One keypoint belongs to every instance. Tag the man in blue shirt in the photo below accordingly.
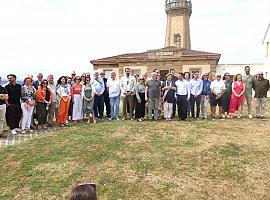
(98, 89)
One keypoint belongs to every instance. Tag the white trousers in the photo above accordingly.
(27, 116)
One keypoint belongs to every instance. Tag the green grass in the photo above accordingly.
(130, 160)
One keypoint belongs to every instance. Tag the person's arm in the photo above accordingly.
(4, 96)
(201, 88)
(244, 89)
(136, 88)
(233, 91)
(188, 91)
(103, 87)
(146, 93)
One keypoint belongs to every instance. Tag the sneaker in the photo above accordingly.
(13, 132)
(18, 130)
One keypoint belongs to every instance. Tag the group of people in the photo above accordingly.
(84, 97)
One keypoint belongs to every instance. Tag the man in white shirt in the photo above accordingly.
(182, 96)
(218, 88)
(127, 84)
(113, 85)
(196, 87)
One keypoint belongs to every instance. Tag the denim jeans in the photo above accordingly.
(114, 102)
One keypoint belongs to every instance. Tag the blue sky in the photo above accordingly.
(57, 36)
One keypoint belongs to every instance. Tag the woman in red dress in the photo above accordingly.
(237, 98)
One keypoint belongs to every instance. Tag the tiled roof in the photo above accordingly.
(144, 55)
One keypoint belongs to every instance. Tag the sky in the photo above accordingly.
(58, 36)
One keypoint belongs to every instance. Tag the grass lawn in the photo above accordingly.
(149, 160)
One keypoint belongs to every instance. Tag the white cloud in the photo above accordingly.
(61, 35)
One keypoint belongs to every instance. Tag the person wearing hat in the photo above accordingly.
(3, 99)
(13, 111)
(28, 96)
(218, 89)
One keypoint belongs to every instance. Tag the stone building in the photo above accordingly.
(177, 53)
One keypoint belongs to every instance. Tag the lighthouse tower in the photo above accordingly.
(178, 32)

====================

:: Problem to solve ::
Output only the lines from the one holding "One keypoint belongs to every instance. Tag the woman" through the last line above, exactly as they appear.

:: Solution ::
One keypoint belongs to every instance. Tag the woman in red dress in the photo above accordingly.
(237, 98)
One keypoint belongs to every instance. Tag the tiled roof in the photo above accordingly.
(144, 55)
One keypoint belongs to every instance. Tag the sky in the photo above accordingly.
(58, 36)
One keypoint belongs to every instance. Tag the grass lawn in the photo above accordingly.
(149, 160)
One keypoint belongs to every instance. Tag the white cloud in the photo above accordingly.
(61, 35)
One keypoint belongs to every instance. Tag the person wearing hat in the photo above accordingly.
(3, 99)
(13, 111)
(28, 96)
(218, 89)
One keypoint belongs to every instance. Tag the stone building in the photo above accordingly.
(177, 53)
One keypoint belongs to every instance. Tag the lighthouse tower in the photo above accordingly.
(178, 32)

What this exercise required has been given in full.